**Short exercise**
Reproduce the data verbatim from the line with "Reviewer note: every instance of the window" through the line with "[[272, 198], [226, 205]]", including both of those lines.

**Extracted entries**
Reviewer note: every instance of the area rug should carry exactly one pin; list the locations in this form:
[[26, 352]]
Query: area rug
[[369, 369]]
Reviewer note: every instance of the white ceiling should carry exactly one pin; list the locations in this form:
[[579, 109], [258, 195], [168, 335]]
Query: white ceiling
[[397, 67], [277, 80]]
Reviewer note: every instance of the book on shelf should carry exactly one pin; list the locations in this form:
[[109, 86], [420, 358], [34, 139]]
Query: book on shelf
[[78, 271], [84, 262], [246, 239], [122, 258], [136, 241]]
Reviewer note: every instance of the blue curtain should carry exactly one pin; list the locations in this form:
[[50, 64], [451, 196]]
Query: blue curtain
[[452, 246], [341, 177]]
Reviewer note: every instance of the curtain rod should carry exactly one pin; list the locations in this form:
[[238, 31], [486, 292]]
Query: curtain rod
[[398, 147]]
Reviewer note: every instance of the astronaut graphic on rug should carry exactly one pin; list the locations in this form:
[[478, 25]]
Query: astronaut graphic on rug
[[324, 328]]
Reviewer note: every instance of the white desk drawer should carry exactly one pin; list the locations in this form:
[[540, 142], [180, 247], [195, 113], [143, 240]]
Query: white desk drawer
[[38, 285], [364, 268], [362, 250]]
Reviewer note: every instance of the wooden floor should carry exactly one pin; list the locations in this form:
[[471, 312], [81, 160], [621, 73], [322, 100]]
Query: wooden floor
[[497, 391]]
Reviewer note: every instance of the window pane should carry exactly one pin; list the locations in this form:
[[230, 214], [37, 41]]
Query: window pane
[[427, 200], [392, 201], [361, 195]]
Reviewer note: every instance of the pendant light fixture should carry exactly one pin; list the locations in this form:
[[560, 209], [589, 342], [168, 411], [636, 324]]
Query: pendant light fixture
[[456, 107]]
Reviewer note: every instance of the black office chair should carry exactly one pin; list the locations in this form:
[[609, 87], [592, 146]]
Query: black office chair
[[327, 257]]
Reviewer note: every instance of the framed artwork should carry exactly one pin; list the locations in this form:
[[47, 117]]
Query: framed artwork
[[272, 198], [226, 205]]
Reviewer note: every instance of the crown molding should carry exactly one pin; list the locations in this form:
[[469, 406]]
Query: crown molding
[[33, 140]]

**Task answer**
Reviewer note: every instance of the window pane should carry exactly one pin; list the locations in this form:
[[230, 214], [37, 41]]
Query: window pane
[[427, 200], [392, 201], [361, 195]]
Reviewer note: every instance of the pendant light fixture should carry exactly one pin; list the locations in this form:
[[560, 209], [589, 342], [168, 411], [636, 324]]
Query: pendant light fixture
[[456, 107]]
Reviewer note: every instance of the black office chair should carry exactly one pin; list the locations in this form:
[[609, 87], [592, 146]]
Query: black office chair
[[327, 257]]
Reviewer note: every instance of the framed artwork should carry exactly one pin; list the locations in this form:
[[47, 117]]
Query: framed artwork
[[272, 198], [226, 205]]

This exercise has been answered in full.